TASK DIRECTIONS → Copy out every item below word for word, changing nothing.

+ + + +

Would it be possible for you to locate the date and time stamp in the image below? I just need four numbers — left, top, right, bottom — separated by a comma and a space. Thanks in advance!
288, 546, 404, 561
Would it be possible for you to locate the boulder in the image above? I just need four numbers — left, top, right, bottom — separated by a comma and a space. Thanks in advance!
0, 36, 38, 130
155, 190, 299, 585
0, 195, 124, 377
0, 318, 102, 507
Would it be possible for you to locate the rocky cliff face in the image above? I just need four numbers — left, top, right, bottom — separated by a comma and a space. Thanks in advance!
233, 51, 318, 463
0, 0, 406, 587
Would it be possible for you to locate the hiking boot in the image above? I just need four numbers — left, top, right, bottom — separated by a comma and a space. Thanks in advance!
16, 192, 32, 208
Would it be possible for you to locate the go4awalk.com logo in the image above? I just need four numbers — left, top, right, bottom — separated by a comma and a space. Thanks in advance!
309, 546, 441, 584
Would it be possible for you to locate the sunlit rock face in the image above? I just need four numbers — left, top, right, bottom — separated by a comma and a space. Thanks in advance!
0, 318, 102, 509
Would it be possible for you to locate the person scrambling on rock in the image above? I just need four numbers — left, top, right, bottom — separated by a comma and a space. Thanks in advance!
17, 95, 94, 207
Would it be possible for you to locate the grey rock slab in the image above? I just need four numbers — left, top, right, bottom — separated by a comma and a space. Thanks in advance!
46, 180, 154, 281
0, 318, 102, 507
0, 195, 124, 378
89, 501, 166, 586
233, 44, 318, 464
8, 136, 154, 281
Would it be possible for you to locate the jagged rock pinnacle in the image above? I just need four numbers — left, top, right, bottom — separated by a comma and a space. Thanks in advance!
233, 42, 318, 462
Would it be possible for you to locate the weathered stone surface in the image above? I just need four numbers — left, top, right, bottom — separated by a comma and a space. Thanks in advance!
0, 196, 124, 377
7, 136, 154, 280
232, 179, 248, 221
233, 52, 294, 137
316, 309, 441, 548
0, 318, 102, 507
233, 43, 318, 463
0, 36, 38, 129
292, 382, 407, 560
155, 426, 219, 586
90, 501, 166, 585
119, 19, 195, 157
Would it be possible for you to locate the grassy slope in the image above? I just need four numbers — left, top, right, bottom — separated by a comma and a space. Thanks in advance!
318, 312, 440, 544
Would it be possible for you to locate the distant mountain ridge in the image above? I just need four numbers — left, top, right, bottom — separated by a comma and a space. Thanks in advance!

+ + + +

TASK ANSWER →
Would it be possible for you to locate the date and time stamp in the image below? I just need four numbers — left, top, right, bottom — separated by a comma and a space. Thanks in advance!
288, 546, 404, 561
Would it be possible for you to locate the boulder in the image above? I just need four numbers — left, top, right, bottom — separated by a comma and a space. Thanks in advance!
0, 36, 38, 130
155, 190, 299, 585
0, 195, 124, 377
0, 318, 102, 507
Would it be possible for you to locate the rocky cliff face in the image above? I just need four numbers — left, top, right, bottom — separated by a comma and a space. Thanks in advance!
233, 51, 318, 463
0, 0, 406, 587
Would it be possible for you to locate the hiking boot in the image above? I just need four numbers — left, top, right, bottom — separated by a comma and a space. Thanks in advance!
16, 192, 32, 208
Would it be possible for you to locate the go4awalk.com logo in the image above? I just need four numbers — left, top, right, bottom — separated by a comma and a space. Thanks in advance!
309, 546, 441, 584
Would it be possible for you to locate the sunlit rock face in the image above? I just need four numbers — left, top, right, bottom — separated by a comma and a space. Thanks in advance!
0, 318, 102, 509
Would it be possible for you to locate the person scrambling on rock in the image above? I just need four numbers — left, top, right, bottom — separated by a comma and a space. Thanks in advance!
17, 95, 94, 207
Would it be possible for you to locate the grey rock slab in the image above? I just need four numbers — left, top, right, bottom — separated by a comma and a space. Thanks in advance!
46, 180, 154, 281
0, 318, 102, 507
0, 195, 124, 378
89, 501, 166, 586
233, 44, 318, 464
8, 136, 154, 281
Would it be possible for you to locate the jagged rock pinnacle in the image above? I just need four numbers — left, top, right, bottom — separated by a comma and a space. Thanks in advance!
233, 42, 318, 462
Would it be possible for you to locate the weathered stone surface in the image above? I just need four numbers — left, top, right, bottom — separated by a comma and a space. Thanks in advance!
0, 196, 124, 377
7, 136, 154, 280
232, 179, 248, 221
233, 52, 294, 137
316, 309, 441, 548
0, 318, 102, 507
233, 43, 318, 463
0, 36, 38, 129
292, 382, 407, 560
155, 426, 219, 586
90, 501, 166, 585
119, 19, 195, 157
Would it be possible for you to locate the grassy slope in the image above? I just need four numbers — left, top, right, bottom — separated by a comma and a space. Thanks in advance!
318, 312, 440, 544
Would it be possible for you to locate the distant mountain ridge in the image above? I just need four numbers — left, top, right, bottom — separated by a comma and a space. Thanks in advance!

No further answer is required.